╭─ Source extract

What belongs in the sitemap

One rule covers 95 percent of cases. A URL belongs in your sitemap only if it is all of:

  1. Returning a 200 OK status code. No 3xx, no 4xx, no 5xx.
  2. Indexable. Not marked noindex, not blocked by robots.txt.
  3. Canonical. Either self-referencing or the target of other canonicals, never a duplicate URL.
  4. Worth ranking. A page you would be happy for a stranger to land on from search.

If a URL fails any of those tests, it does not belong in the sitemap. Period.

For most sites, "what belongs in" looks like:

  • The homepage.
  • Service pages, product pages or category pages (whichever your business uses).
  • Location pages where you have them.
  • Blog posts, articles or resources.
  • Long-form content like guides and case studies.
  • Pillar pages and cluster pages in a learn hub like this one.

That is it. No drafts, no archives, no parameter URLs, no thank-you pages, no admin pages.

What stays out

The list of URLs that almost always end up in WordPress sitemaps and should not:

  • Tag archives and category archives that duplicate content already on category pages. Most ecommerce and blog tag pages are noindexed by default in good SEO plugins; the sitemap should not include them.
  • Attachment pages. WordPress generates a URL for every uploaded image. They have no content and should not be indexed. Make sure your SEO plugin disables this.
  • Author archives on sites with a single author, where the author archive duplicates the blog index page.
  • Paginated comment threads (/post-name/comment-page-2/).
  • Date-based archives (/2024/05/, /2024/05/15/) for blog content.
  • Internal search-results pages (/?s=keyword).
  • Parameter URLs (?utm_, ?ref=, ?sort=). These should canonicalise to the clean URL and stay out of the sitemap.
  • Thank-you and confirmation pages. Anything in the conversion funnel. Indexing these is embarrassing.
  • Admin or member-only pages. Hide them behind auth, not just in robots.txt.
  • 301-redirected URLs. The destination belongs in the sitemap; the old URL does not.

Crawl your own sitemap with Screaming Frog (set the crawl source to "sitemap" instead of "site"). Look for any of the above. Strip them.

Submitting and monitoring the sitemap

Two steps.

╰─
╭─ Provided records

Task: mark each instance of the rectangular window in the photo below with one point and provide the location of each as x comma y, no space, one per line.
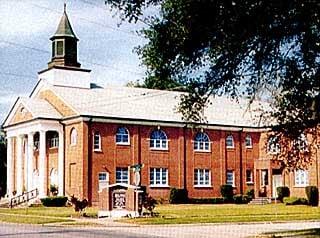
301,178
230,178
159,176
122,175
103,180
97,141
264,178
54,142
202,178
60,48
249,176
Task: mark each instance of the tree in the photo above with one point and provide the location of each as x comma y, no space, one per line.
253,48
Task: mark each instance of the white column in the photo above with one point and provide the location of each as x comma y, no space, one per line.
61,164
42,165
30,161
10,168
19,176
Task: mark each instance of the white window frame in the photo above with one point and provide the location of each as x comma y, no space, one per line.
103,183
228,138
54,142
301,178
249,140
56,48
121,135
273,147
228,180
159,141
97,144
124,171
251,176
202,178
163,179
200,143
73,136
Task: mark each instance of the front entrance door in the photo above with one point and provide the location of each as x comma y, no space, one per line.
276,182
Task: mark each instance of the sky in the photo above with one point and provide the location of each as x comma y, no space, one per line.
105,44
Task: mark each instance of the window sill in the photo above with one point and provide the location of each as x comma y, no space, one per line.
122,143
202,186
159,149
202,151
159,186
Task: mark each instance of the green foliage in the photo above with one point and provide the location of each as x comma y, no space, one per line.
250,193
283,192
294,201
227,192
217,200
247,48
178,196
312,193
79,205
54,201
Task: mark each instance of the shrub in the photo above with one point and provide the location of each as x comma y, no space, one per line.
312,195
178,196
149,203
283,192
217,200
295,201
227,192
54,201
250,194
79,205
240,199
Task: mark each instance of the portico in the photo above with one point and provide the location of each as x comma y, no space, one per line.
28,156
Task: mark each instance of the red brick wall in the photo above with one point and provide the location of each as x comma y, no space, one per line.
218,160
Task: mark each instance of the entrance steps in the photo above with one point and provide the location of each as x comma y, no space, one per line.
260,201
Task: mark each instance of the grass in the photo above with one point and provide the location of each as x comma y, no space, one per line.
185,214
42,215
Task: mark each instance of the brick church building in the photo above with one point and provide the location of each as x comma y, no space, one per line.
81,137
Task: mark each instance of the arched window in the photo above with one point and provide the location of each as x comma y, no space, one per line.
202,142
158,140
273,146
248,141
97,141
73,136
229,141
122,136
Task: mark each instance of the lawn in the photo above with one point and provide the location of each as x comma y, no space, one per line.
41,215
184,214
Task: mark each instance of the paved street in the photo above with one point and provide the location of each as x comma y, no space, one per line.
174,231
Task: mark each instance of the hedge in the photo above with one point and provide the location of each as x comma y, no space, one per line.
216,200
283,192
294,201
54,201
178,196
312,193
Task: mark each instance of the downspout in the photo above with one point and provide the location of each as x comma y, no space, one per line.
184,158
89,162
240,158
64,156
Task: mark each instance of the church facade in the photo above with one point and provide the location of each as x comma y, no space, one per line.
80,138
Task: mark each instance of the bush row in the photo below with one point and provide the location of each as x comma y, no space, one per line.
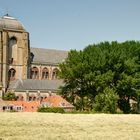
51,109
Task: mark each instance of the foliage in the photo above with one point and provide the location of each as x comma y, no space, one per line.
106,102
51,109
9,96
89,72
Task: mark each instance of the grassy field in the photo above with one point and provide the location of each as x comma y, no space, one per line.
43,126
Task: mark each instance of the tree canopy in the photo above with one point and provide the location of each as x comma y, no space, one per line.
105,70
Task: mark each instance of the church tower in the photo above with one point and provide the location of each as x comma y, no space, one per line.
14,51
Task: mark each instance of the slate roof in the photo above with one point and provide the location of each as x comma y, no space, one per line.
32,84
48,56
9,22
56,101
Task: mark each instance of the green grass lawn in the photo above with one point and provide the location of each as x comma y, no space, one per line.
45,126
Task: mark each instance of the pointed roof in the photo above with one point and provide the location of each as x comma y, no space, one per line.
10,23
35,85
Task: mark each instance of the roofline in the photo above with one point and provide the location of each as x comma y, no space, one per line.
49,49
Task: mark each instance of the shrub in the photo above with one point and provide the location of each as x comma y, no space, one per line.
9,96
106,102
51,109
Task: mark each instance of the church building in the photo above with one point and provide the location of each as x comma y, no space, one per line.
31,73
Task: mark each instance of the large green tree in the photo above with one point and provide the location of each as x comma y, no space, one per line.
112,65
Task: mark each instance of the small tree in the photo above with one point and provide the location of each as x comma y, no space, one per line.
9,96
106,101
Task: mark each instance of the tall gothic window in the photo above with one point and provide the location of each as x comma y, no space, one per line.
45,73
11,74
12,51
55,73
34,73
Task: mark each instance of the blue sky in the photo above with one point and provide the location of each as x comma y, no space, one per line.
73,24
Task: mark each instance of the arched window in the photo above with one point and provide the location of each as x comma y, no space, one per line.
12,51
55,73
19,97
34,73
45,73
11,74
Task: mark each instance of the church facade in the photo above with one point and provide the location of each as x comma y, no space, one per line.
31,73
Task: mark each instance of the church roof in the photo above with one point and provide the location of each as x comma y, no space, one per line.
11,23
48,56
33,84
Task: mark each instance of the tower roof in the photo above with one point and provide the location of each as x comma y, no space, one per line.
11,23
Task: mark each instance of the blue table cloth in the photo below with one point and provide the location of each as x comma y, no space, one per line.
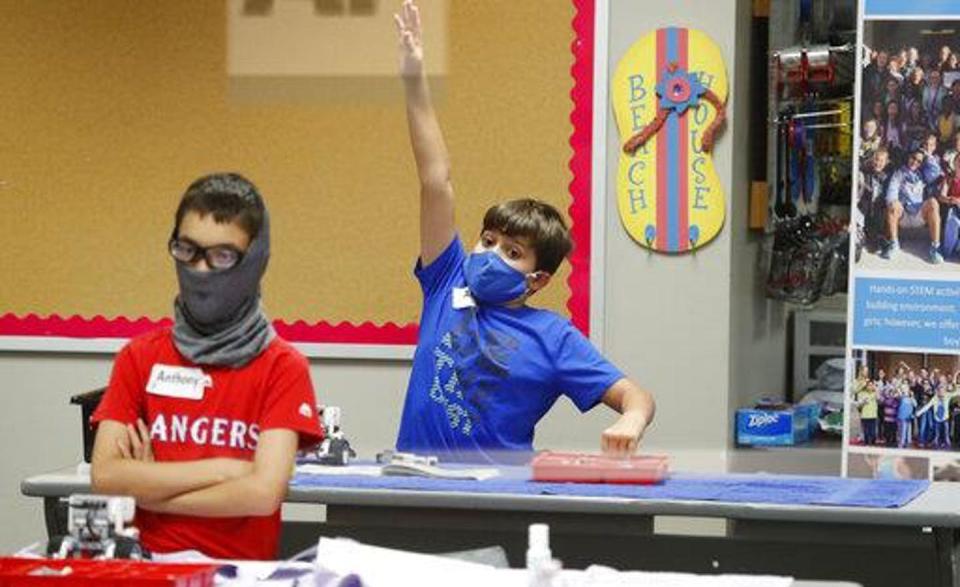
730,488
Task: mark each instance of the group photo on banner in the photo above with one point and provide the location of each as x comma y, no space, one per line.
903,388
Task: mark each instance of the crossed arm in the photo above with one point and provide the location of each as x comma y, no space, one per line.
220,487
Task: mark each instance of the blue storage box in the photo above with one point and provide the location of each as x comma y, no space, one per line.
782,427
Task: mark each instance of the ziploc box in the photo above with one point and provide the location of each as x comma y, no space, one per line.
783,427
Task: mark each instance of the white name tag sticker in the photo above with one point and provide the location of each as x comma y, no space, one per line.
462,298
180,382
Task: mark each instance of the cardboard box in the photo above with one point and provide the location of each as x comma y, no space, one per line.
782,427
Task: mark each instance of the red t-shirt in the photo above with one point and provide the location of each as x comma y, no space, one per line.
233,408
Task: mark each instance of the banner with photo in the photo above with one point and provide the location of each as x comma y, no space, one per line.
902,417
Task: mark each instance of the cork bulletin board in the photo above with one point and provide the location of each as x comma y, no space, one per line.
110,108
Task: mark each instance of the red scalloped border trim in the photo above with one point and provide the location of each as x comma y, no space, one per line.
122,327
393,334
580,163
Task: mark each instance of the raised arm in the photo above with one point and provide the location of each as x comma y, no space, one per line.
429,149
123,465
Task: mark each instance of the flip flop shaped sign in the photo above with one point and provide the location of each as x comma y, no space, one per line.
669,95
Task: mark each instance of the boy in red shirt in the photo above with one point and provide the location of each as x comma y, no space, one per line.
202,420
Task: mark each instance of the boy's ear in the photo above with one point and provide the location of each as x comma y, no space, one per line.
538,280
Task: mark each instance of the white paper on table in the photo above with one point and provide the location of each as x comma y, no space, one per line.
600,576
381,567
315,469
433,471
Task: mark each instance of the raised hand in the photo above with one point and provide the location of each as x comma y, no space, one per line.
411,40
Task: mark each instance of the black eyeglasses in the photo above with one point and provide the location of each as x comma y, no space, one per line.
216,256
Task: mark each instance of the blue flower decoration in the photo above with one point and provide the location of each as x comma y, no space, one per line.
679,90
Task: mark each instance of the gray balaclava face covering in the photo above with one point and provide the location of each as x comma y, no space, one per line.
218,318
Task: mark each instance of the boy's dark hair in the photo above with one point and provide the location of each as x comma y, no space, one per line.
230,197
537,221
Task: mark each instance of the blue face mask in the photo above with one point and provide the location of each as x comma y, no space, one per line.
491,280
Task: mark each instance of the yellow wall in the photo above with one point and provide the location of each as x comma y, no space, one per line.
109,108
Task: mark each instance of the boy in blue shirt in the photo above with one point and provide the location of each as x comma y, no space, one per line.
488,367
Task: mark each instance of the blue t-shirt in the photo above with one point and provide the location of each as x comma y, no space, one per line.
484,375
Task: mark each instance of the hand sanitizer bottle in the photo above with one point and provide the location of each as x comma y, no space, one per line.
542,569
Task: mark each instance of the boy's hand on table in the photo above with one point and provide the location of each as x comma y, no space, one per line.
623,437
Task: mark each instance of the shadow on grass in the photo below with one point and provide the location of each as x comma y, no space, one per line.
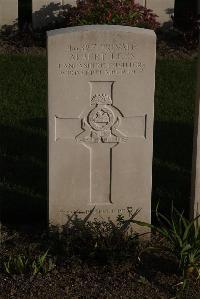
172,166
23,173
24,170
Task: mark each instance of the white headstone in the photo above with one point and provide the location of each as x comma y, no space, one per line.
101,106
44,12
8,12
195,198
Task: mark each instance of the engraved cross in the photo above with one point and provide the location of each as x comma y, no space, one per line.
103,127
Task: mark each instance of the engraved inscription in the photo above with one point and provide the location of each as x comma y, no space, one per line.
101,59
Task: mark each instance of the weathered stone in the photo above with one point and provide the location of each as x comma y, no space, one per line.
101,105
46,12
8,13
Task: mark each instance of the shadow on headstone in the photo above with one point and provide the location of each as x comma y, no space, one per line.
51,16
23,190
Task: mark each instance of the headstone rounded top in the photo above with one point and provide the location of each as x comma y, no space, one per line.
85,28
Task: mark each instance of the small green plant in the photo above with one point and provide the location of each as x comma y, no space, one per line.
16,265
22,264
102,241
183,237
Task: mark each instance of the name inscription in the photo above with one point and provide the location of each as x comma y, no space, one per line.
101,59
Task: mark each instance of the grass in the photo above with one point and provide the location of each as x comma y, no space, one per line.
23,138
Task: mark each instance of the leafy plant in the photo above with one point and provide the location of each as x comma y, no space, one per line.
99,240
22,264
124,12
183,236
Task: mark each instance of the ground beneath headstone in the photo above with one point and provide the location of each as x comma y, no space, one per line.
140,276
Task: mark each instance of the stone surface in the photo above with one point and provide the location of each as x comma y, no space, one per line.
101,105
8,12
45,12
195,197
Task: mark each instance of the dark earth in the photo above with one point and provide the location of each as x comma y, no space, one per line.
144,274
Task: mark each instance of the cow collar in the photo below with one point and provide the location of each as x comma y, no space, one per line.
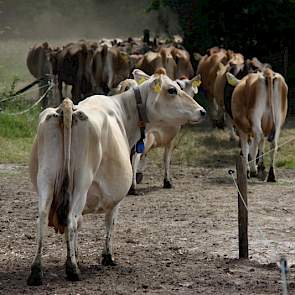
142,116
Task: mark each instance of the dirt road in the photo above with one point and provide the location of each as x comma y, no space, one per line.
178,241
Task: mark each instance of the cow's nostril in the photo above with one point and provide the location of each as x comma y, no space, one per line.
203,113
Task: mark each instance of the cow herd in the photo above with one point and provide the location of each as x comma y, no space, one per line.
82,160
91,67
253,100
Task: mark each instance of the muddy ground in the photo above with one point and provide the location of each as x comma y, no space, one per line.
177,241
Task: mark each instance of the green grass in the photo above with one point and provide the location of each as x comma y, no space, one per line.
199,146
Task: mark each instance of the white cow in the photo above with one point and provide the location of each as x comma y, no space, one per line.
158,135
81,159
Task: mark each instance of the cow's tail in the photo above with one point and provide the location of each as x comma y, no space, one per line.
60,205
268,73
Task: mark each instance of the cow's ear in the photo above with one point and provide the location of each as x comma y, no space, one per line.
156,85
232,80
140,76
196,82
197,56
124,56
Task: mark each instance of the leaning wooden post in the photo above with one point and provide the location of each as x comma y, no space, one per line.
243,208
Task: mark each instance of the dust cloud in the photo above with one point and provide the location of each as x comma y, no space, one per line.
90,19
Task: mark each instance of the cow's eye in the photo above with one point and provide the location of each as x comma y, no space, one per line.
180,85
172,91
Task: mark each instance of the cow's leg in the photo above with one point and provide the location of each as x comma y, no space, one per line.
42,90
76,95
140,168
271,173
253,153
260,163
60,84
107,255
74,218
45,200
245,150
135,162
72,269
167,160
229,124
77,204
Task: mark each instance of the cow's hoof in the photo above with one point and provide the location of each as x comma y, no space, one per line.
132,191
248,174
35,278
253,173
139,177
261,173
167,183
73,272
271,176
107,260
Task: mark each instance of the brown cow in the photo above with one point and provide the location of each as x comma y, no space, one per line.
40,66
259,108
184,66
110,67
222,91
74,67
208,68
152,61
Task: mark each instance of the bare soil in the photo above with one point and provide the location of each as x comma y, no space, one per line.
167,241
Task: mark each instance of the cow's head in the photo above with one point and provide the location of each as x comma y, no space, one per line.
166,102
232,80
190,86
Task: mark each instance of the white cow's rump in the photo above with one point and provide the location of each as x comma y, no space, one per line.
84,166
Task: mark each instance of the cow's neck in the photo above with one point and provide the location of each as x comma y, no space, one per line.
130,117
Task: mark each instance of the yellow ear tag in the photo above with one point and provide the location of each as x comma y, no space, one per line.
141,80
125,57
196,83
232,82
157,88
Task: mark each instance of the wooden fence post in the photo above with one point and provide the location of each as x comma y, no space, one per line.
243,211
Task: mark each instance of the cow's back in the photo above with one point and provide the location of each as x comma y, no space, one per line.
38,62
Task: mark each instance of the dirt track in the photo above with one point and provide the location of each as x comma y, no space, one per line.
179,241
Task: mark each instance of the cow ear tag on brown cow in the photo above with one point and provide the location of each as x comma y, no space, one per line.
195,86
232,80
142,80
157,88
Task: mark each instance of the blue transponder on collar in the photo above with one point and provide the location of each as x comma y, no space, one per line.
139,148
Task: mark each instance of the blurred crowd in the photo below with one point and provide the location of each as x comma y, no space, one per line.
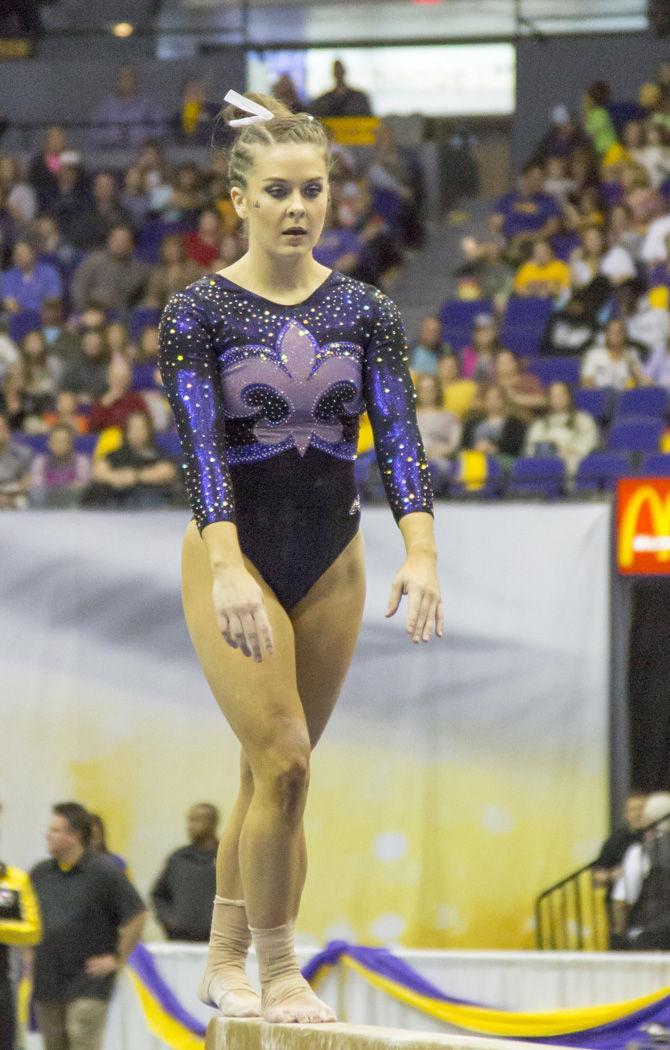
568,296
76,919
89,256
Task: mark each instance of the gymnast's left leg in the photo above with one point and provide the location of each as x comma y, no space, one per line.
332,608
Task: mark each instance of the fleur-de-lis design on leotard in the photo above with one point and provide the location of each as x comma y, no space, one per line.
294,389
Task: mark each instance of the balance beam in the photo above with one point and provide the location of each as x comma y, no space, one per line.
226,1033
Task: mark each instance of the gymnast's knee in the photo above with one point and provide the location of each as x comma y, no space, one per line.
246,775
283,772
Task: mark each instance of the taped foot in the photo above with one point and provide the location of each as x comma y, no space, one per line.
286,996
231,993
294,1004
226,985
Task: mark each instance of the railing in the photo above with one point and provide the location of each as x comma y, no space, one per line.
573,914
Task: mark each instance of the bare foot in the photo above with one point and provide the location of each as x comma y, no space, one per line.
286,1003
231,992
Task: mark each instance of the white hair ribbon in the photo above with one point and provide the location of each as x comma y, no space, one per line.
248,106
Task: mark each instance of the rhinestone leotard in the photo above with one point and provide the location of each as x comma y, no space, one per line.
267,400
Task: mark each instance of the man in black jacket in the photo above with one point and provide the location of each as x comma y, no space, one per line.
184,891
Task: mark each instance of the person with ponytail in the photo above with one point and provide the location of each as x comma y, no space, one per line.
268,365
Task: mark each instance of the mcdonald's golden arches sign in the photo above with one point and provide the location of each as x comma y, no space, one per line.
643,526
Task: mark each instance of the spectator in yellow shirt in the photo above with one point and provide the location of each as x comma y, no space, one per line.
458,394
19,927
543,275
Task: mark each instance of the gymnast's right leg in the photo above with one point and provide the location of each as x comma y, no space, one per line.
262,704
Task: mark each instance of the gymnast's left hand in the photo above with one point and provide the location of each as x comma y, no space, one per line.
417,579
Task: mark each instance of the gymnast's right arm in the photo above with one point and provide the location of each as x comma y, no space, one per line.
189,372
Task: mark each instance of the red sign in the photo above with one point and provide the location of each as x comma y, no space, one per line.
643,526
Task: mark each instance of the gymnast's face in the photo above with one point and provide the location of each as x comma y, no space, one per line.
285,200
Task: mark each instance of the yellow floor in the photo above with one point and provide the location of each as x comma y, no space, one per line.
229,1034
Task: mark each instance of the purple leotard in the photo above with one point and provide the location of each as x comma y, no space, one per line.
267,400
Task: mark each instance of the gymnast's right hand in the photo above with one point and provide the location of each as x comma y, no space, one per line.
241,613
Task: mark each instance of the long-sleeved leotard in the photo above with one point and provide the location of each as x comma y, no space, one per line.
267,400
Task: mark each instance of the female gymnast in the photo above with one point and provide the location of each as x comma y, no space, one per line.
268,365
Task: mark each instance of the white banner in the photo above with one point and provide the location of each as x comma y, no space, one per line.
456,780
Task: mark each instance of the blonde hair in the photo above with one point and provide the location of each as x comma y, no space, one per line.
285,126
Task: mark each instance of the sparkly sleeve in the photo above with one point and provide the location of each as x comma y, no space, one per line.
188,369
390,399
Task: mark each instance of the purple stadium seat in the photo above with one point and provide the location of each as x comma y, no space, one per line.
36,442
643,401
143,317
151,234
458,319
19,324
169,444
538,476
655,465
85,443
525,321
600,471
635,434
388,204
597,402
564,244
556,370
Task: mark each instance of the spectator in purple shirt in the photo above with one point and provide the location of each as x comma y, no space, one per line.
126,117
526,214
60,475
340,249
28,282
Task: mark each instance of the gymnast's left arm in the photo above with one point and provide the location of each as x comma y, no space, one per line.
390,399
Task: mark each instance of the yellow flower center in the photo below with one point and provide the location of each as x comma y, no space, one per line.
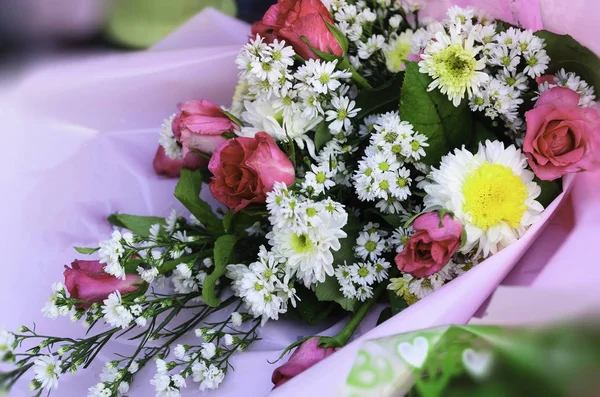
494,194
301,243
456,67
397,57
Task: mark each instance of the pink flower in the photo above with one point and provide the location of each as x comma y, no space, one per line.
245,170
561,137
87,281
200,126
166,166
431,247
306,355
290,20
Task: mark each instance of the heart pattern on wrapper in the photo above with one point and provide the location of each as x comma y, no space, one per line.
477,363
414,353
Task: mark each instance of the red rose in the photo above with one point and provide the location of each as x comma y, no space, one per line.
431,247
290,20
245,170
88,282
166,166
561,137
306,355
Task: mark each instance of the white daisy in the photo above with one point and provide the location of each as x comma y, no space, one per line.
451,61
397,50
491,192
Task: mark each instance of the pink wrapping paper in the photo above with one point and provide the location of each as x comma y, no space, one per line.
82,138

╰─

| Parts of the exercise |
1. According to the sitemap guidance, why should WordPress attachment pages stay out of a sitemap?
2. Identify each line of the entries that contains the word "purple".
The sitemap guidance and the entries are independent of each other.

| Response list |
1. WordPress generates a URL for every uploaded image, and these attachment pages have no content. Because of that, they should not be indexed, so they don't belong in the sitemap.

2.
Task: mark each instance of the purple leotard in the photo above with one point and provide the location of each as x comma y, no space, one per line.
Task: mark each instance of the purple stadium seat in the photo above with one point and provide the location of each as x comma y, no space, one per line.
Task: mark each instance of the spectator in purple shirt in the photo above with one point and provide the location of each as x comma y, no space, one per line.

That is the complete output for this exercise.